Photo-based referring expression data
►
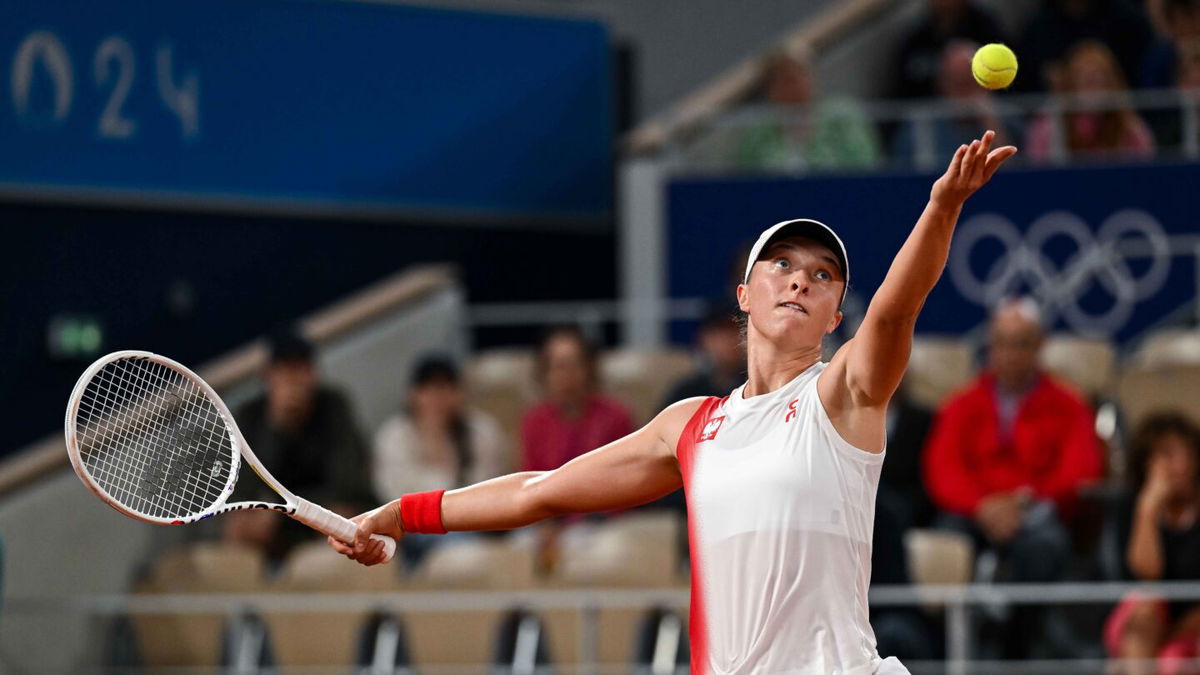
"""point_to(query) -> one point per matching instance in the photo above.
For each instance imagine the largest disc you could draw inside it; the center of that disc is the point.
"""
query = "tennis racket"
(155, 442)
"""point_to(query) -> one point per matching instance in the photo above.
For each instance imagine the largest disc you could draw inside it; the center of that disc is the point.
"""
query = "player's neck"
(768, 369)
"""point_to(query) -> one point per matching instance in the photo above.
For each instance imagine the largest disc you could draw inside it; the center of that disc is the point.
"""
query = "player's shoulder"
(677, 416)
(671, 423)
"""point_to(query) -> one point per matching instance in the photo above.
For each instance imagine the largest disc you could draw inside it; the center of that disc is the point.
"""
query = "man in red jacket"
◄
▶ **Task instructions**: Give back every entry in its exact wording, leaving the pictures out.

▶ **Output for this task**:
"""point_to(query) -> one point per matching instance in the photo above.
For each instance imagine the largest disc you could draw inside it; the center of that disc is the point.
"""
query = "tennis racket"
(155, 442)
"""point_to(query) -> one point per matching instance in the photo above.
For each instance imagine the largest disc you could draw inside it; the center of that disc is the point.
"""
query = "player's neck"
(768, 369)
"""point_to(query) -> one point per matching instance in the photo above.
For each instance imagine the largest disc you could draw inside it; the center of that disc is the point.
"""
query = "player's shoulder"
(677, 416)
(671, 423)
"""point_to(query) -> one point per matching instance in the photo above.
For each instance imagine the largest disc you could draw inside it; the center of that disc is the point.
"""
query = "man in red jacket"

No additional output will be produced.